### [Excerpted text]
*** Block opens ***

I am having trouble understanding the behaviour of the BinaryCrossentropy loss function in keras in the evaluate method in certain situations …

Here’s my minimal reproducer:

from tensorflow import keras
import numpy as np
loss_func = keras.losses.BinaryCrossentropy()
nn = keras.Sequential([
keras.layers.Dense(2**8, input_shape=(1,), activation='relu'),
keras.layers.Dense(2,activation='softmax')
])
nn.compile(loss=loss_func,optimizer='adam')
train_x = np.array([0.4]) # this is an arbitrary input
train_y = np.array([[1.,0.]])
train_q = nn.predict(train_x)
print("train_q = ",train_q)
print("Evaluated loss = ",nn.evaluate(train_x,train_y))
print("Function loss = ",loss_func(train_y,train_q).numpy())
print("Manual loss = ", -np.log(train_q[0,0]) )

Yielding the following output:

train_q = [[0.5108817 0.48911828]]
1/1 [==============================] - 0s 438ms/step - loss: 0.6823
Evaluated loss = 0.682330846786499
Function loss = 0.671617
Manual loss = 0.67161715

The function loss makes complete sense, it equals the loss value I calculate ‘manually’ (by hand). What doesn’t make sense is the loss calculated in the evaluate call. How did it get 0.68233 here?

Hi. Thanks for the suggestion. I just tried it but both of those alternative yield the same output as nn.predict … so it still seems like nn.evaluate is doing something wrong here … it’s like there’s a bug in nn.evaluate ???

# Seed value
# Apparently you may use different seed values at each stage
seed_value= 0
# 1. Set the `PYTHONHASHSEED` environment variable at a fixed value
import os
os.environ['PYTHONHASHSEED']=str(seed_value)
# 2. Set the `python` built-in pseudo-random generator at a fixed value
import random
random.seed(seed_value)
# 3. Set the `numpy` pseudo-random generator at a fixed value
import numpy as np
np.random.seed(seed_value)
# 4. Set the `tensorflow` pseudo-random generator at a fixed value
import tensorflow as tf
from tensorflow import keras
loss_func = keras.losses.BinaryCrossentropy()
nn = keras.Sequential([
keras.layers.Dense(2**8, input_shape=(1,), activation='relu', kernel_initializer=keras.initializers.GlorotUniform(seed=1)),
keras.layers.Dense(2,activation='softmax', kernel_initializer=keras.initializers.GlorotUniform(seed=1))
])
nn.compile(loss=loss_func,optimizer='adam')
train_x = np.array([0.4]) # this is an arbitrary input
train_y = np.array([[1.,0.]])
train_q = nn.predict_step(train_x)
print("train_q = ",train_q)
print("Evaluated loss = ",nn.evaluate(train_x,train_y))
print("Function loss = ",loss_func(train_y,train_q).numpy())

*** Block closes ***

Extracted data entries
*** Block opens ***

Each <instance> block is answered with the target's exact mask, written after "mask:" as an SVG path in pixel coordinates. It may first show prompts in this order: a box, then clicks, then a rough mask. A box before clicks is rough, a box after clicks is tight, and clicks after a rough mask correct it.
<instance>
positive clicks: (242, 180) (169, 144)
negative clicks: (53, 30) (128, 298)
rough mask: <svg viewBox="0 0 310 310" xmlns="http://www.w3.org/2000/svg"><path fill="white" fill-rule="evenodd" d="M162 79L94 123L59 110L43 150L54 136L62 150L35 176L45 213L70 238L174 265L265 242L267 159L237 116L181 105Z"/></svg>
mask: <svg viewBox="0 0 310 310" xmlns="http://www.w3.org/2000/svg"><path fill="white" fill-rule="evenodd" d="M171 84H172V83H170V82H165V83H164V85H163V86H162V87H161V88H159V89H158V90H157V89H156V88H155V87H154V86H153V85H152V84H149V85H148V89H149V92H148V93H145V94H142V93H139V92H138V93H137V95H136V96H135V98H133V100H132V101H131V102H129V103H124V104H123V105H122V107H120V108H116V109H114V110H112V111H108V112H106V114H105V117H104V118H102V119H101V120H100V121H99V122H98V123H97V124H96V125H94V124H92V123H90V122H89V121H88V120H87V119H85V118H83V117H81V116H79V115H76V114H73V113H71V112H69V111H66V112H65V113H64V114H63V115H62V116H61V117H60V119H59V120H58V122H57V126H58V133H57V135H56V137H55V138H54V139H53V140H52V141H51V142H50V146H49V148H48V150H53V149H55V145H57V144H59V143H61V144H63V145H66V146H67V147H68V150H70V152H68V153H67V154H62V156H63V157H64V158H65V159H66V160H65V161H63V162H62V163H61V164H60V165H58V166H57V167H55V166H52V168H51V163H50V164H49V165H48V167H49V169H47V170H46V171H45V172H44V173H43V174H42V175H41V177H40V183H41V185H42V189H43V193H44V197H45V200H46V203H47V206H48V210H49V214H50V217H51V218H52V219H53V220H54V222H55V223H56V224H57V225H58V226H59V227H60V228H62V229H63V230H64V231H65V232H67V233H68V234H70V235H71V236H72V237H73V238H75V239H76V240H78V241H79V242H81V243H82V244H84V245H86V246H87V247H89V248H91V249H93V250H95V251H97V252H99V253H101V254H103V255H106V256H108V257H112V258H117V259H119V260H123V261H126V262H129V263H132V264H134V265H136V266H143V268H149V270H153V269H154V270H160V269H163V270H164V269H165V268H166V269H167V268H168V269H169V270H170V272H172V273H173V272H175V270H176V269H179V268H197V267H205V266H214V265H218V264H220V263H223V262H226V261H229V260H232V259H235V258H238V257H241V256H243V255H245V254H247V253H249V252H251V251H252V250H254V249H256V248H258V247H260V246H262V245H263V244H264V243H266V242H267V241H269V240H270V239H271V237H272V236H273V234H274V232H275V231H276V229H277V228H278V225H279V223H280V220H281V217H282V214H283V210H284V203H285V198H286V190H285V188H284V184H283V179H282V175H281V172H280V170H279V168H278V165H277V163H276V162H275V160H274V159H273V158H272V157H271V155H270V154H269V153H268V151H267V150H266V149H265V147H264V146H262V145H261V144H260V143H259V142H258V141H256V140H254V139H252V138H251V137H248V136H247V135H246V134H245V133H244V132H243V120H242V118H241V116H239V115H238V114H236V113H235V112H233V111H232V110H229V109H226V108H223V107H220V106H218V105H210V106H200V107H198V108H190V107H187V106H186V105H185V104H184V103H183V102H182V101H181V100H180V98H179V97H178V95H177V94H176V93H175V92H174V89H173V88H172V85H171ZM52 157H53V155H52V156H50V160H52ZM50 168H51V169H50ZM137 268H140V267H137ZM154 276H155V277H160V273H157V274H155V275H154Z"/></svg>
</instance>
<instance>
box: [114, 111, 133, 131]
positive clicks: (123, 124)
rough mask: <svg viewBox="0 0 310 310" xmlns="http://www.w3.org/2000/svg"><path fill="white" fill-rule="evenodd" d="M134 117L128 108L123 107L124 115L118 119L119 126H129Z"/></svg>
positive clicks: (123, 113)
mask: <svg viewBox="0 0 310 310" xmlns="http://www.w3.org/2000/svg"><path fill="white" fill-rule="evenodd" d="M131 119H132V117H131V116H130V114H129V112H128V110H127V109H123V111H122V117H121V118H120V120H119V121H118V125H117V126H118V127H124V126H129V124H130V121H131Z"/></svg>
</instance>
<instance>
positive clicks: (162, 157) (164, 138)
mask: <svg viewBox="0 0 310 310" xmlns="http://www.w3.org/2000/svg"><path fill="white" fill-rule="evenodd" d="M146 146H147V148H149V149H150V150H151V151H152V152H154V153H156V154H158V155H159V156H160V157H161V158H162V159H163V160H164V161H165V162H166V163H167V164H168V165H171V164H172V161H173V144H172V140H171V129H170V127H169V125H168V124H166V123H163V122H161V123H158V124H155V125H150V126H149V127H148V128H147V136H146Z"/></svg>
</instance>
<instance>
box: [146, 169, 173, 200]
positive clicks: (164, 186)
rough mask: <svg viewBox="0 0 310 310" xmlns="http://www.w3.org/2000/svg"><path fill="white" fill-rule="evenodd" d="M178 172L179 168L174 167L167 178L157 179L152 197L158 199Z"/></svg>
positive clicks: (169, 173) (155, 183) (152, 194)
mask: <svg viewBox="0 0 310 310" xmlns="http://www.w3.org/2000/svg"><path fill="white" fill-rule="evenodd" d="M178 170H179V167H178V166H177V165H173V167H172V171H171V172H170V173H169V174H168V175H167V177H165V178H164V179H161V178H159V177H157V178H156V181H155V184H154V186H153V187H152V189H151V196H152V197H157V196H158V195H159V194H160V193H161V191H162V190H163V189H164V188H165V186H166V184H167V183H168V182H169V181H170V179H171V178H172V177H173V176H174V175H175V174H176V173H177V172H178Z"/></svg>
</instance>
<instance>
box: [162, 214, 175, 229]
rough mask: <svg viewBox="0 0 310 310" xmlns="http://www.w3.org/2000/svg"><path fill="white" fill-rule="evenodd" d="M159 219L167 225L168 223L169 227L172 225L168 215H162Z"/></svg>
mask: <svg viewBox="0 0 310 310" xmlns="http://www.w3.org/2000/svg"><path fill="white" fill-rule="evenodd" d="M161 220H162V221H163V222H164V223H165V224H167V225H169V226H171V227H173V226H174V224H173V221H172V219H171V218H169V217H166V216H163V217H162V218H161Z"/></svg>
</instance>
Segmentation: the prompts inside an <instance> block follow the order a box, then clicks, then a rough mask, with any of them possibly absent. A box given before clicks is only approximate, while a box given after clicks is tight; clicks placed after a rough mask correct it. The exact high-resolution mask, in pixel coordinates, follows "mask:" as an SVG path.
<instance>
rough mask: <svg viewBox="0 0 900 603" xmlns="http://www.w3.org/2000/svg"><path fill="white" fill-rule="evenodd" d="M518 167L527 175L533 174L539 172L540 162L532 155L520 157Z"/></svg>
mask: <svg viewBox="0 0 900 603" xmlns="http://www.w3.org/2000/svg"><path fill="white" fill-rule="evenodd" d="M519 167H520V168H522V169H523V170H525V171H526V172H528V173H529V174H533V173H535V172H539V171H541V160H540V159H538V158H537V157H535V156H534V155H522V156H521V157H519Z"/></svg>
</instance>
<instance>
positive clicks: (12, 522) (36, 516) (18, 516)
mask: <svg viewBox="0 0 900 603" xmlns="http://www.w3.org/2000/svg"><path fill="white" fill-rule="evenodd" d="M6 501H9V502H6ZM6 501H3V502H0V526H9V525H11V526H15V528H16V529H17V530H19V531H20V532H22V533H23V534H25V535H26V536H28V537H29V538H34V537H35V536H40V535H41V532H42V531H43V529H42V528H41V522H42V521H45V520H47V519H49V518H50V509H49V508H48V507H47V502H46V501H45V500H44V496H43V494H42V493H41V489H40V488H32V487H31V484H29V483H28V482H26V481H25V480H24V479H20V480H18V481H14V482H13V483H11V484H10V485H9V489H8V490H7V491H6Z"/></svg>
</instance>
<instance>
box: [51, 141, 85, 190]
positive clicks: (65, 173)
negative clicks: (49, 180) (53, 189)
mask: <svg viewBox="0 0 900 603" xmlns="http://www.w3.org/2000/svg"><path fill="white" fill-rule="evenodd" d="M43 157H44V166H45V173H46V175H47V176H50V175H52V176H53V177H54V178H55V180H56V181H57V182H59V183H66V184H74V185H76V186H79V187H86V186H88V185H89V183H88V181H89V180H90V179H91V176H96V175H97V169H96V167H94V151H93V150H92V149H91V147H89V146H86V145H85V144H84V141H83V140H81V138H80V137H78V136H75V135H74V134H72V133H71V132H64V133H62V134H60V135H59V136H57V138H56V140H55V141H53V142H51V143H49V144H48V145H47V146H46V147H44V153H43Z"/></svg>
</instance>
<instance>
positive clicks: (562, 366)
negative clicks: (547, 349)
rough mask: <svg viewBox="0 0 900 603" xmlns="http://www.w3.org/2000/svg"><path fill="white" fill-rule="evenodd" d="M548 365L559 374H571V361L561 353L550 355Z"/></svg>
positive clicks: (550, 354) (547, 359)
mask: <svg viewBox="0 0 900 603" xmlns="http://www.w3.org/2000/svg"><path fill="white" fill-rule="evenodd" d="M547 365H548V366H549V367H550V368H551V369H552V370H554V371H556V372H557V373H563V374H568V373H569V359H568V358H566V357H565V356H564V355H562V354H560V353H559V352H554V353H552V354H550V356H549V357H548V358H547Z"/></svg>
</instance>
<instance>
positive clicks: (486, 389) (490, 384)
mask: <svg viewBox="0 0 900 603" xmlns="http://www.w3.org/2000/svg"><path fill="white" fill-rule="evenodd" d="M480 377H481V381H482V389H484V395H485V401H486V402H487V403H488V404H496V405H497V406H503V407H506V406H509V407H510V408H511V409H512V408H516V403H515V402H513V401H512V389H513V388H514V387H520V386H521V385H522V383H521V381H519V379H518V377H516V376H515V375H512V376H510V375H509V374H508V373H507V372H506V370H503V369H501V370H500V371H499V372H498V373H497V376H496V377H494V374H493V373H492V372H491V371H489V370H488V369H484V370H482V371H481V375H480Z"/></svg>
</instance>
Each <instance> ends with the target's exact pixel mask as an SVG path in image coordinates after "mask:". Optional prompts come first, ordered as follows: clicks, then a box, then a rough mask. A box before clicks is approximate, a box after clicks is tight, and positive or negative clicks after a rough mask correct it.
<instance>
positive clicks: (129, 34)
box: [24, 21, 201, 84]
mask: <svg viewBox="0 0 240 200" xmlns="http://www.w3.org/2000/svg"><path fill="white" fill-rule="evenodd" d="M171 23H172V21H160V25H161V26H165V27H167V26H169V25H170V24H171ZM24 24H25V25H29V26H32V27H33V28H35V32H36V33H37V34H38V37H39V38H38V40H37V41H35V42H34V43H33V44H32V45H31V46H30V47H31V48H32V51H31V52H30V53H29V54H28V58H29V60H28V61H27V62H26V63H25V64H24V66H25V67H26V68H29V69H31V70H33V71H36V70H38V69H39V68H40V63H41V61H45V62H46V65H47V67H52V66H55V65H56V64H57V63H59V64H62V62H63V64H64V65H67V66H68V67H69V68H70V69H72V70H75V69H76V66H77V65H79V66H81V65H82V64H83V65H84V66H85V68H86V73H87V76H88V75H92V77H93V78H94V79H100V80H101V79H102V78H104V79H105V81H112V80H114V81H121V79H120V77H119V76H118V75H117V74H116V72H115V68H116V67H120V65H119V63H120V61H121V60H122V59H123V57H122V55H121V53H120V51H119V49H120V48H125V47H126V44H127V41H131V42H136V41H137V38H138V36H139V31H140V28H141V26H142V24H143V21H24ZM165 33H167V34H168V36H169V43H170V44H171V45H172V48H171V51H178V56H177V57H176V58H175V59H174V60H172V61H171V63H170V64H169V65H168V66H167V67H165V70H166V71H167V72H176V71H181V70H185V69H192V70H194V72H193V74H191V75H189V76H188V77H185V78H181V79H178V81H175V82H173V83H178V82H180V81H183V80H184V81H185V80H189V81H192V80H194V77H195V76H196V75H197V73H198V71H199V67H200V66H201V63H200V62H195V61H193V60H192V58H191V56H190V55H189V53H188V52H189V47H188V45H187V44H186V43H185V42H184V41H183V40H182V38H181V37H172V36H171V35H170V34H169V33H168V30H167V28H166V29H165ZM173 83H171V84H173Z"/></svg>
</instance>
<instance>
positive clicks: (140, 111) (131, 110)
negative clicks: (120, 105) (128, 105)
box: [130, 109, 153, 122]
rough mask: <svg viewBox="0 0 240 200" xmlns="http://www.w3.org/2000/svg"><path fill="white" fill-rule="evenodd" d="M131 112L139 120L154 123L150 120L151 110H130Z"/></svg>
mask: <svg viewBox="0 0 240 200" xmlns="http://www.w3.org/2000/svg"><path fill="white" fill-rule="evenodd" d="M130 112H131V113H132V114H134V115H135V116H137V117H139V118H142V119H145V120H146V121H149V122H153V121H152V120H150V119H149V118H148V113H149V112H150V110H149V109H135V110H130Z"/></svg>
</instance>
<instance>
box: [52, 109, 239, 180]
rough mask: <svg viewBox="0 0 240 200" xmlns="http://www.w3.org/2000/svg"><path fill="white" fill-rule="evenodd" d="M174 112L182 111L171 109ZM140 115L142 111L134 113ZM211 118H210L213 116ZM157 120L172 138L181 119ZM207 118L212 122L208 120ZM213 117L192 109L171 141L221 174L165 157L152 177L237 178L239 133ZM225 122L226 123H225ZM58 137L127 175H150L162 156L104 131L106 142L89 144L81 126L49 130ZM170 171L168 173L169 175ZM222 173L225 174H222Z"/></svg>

*** Block closes ***

### [Problems to work on]
- a) Reproduce the Keras loss thread starting with "Hi. Thanks for" and going on through "os.environ['PYTHONHASHSEED']=str(seed_value)", switching "seed_value" to "seed_number" wherever it occurs.
- b) In the Keras loss thread, what Evaluated loss value is printed in the first output?
The material stands apart from the Keras loss thread.

### [Your written answers]
- a)
Hi. Thanks for the suggestion. I just tried it but both of those alternative yield the same output as nn.predict … so it still seems like nn.evaluate is doing something wrong here … it’s like there’s a bug in nn.evaluate ???

# Seed value
# Apparently you may use different seed values at each stage
seed_number= 0
# 1. Set the `PYTHONHASHSEED` environment variable at a fixed value
import os
os.environ['PYTHONHASHSEED']=str(seed_number)

- b) 0.682330846786499